BEGIN
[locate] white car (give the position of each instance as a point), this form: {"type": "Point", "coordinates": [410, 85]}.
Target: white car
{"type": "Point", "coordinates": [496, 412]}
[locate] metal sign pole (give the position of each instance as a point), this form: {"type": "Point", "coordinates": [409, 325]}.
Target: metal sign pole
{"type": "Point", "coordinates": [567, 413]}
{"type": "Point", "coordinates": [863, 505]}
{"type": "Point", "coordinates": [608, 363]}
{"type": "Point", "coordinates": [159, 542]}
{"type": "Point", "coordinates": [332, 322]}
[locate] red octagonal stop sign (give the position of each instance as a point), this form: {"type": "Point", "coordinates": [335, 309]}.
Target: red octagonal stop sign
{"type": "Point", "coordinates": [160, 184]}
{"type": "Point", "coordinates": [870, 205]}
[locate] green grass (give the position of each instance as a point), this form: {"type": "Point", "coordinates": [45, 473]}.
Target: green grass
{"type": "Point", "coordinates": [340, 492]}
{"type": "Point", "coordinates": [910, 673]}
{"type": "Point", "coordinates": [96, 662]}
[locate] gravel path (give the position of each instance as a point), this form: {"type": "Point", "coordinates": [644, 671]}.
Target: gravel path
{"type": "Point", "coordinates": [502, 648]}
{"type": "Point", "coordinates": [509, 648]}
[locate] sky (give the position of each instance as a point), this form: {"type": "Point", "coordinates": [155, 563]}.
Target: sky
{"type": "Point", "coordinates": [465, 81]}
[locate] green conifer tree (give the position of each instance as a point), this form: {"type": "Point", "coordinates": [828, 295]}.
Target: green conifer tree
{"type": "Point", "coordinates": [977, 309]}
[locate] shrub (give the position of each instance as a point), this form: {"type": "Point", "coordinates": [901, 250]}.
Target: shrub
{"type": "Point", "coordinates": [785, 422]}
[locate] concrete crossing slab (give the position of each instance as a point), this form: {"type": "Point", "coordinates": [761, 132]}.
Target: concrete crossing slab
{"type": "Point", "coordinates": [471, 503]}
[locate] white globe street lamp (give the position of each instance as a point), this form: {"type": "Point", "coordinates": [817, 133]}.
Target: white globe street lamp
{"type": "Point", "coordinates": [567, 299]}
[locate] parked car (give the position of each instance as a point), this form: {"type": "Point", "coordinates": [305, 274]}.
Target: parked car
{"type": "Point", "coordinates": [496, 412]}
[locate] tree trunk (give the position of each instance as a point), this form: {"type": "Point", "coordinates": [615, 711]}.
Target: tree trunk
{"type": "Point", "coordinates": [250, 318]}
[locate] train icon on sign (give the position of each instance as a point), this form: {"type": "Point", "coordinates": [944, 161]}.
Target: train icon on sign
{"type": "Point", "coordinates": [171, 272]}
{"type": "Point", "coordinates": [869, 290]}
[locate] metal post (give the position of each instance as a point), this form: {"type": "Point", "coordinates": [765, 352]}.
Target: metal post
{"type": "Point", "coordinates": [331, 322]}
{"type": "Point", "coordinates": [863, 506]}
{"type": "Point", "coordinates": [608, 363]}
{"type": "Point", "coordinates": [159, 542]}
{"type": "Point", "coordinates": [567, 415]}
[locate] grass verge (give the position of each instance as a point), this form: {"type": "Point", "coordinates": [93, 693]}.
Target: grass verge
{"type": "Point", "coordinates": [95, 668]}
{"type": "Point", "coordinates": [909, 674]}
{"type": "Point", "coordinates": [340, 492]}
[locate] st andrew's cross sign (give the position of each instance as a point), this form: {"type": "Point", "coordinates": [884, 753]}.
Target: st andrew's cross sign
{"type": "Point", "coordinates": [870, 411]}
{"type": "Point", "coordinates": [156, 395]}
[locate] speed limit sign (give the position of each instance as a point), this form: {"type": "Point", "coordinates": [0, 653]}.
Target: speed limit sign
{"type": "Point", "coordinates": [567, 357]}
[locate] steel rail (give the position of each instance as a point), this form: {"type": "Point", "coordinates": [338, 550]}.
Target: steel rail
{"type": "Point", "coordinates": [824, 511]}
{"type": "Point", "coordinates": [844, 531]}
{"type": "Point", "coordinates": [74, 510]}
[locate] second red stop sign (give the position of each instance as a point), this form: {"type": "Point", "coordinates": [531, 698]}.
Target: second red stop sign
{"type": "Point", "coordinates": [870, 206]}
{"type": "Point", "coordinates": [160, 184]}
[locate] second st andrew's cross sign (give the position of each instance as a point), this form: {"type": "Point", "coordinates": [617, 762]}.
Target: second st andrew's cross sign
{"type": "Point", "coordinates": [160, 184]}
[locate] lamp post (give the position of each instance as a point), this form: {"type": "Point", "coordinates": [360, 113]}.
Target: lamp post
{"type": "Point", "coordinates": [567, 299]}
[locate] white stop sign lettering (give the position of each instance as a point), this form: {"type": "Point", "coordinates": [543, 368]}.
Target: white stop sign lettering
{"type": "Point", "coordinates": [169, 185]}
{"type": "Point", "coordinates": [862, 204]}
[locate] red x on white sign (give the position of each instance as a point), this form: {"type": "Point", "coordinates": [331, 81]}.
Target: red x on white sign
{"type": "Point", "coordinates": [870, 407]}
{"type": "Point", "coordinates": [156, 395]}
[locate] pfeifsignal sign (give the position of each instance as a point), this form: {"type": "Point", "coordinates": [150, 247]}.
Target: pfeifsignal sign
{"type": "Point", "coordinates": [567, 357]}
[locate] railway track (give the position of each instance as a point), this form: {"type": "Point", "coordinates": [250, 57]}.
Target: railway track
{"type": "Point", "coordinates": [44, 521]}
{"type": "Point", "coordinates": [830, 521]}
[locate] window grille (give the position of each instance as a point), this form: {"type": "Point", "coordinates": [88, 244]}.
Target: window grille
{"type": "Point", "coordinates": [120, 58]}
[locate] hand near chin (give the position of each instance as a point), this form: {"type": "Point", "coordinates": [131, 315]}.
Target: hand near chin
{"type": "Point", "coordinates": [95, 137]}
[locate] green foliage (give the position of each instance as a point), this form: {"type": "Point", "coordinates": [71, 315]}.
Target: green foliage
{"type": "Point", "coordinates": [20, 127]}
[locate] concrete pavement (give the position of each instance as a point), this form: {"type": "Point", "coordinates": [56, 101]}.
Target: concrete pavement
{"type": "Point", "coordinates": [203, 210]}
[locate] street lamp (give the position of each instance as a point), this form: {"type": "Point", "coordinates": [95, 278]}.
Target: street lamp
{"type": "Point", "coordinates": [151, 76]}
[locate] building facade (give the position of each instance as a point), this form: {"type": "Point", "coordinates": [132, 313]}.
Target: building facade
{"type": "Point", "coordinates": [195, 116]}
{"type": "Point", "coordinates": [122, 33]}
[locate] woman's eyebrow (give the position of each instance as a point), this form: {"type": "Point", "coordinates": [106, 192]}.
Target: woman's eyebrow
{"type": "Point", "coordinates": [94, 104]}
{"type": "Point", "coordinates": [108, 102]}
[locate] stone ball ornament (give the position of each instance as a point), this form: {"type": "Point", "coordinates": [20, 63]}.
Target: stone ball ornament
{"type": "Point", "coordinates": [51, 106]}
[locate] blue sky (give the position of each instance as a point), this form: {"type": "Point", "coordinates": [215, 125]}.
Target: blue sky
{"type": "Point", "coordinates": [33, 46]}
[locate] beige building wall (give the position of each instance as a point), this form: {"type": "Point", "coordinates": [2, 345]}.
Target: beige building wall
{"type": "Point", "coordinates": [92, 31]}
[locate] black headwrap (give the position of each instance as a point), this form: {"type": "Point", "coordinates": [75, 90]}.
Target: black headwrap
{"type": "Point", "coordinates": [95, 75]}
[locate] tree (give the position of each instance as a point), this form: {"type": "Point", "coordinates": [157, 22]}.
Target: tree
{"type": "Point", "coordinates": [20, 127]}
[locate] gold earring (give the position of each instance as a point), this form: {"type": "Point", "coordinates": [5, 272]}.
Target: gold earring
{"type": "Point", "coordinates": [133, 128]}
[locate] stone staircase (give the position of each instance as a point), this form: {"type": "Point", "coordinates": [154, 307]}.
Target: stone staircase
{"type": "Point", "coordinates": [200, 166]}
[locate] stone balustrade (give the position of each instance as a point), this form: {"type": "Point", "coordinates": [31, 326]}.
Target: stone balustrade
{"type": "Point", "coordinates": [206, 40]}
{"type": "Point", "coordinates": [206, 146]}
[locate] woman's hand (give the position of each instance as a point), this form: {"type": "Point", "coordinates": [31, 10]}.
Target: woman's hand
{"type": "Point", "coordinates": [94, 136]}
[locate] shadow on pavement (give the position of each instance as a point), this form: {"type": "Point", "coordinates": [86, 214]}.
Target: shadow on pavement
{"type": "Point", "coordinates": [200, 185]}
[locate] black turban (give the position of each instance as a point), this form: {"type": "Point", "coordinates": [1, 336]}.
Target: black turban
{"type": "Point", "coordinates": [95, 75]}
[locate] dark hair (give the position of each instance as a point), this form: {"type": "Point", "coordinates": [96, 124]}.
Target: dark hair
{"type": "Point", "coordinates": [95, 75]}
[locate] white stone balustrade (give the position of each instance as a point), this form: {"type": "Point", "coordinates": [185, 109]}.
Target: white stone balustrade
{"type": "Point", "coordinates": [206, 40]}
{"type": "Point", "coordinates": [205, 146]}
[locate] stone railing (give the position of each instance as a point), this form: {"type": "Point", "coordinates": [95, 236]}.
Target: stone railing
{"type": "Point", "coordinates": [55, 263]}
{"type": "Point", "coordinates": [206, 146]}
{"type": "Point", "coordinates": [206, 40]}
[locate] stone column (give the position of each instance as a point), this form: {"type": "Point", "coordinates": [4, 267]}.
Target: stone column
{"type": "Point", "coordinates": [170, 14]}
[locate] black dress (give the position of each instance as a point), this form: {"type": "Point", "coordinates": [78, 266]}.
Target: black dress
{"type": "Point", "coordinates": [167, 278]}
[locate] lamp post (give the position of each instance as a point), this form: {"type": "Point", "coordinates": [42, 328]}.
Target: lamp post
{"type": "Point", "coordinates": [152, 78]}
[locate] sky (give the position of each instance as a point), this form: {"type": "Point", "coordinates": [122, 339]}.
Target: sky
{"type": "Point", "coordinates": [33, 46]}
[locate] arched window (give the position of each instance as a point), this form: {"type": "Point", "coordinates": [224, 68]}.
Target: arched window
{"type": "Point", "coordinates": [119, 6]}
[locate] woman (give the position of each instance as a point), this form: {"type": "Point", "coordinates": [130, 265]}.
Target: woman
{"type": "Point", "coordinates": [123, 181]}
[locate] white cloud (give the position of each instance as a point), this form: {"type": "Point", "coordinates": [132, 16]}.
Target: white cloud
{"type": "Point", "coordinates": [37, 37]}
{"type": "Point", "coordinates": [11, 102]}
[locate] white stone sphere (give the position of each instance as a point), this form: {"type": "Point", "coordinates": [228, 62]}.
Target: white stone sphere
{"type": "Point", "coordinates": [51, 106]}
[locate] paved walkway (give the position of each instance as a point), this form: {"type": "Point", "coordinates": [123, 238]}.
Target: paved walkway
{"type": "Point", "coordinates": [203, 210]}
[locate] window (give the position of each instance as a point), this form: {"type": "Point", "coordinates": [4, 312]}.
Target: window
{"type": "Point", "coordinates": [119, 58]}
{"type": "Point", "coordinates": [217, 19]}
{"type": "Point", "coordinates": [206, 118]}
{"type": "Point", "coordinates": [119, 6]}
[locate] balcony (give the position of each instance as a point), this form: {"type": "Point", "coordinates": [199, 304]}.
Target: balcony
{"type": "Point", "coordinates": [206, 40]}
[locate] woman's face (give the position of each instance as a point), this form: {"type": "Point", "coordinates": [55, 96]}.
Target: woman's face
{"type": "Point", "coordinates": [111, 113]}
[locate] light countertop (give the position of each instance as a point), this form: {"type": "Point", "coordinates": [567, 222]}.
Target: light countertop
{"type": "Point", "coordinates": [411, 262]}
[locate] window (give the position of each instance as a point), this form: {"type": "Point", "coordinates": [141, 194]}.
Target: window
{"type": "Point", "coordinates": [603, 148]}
END
Task instructions.
Retype, exactly and in full, the lines above from the one containing "[locate] woman (give" through the one containing "[locate] white stone sphere".

Written answer.
[locate] woman (give the position of each instance as a point), this form: {"type": "Point", "coordinates": [130, 265]}.
Target: woman
{"type": "Point", "coordinates": [123, 181]}
[locate] white cloud (give the position of each instance as a point), this form: {"type": "Point", "coordinates": [132, 16]}.
Target: white cloud
{"type": "Point", "coordinates": [37, 37]}
{"type": "Point", "coordinates": [11, 102]}
[locate] white stone sphere (give the position of each instance as a point), this form: {"type": "Point", "coordinates": [228, 62]}.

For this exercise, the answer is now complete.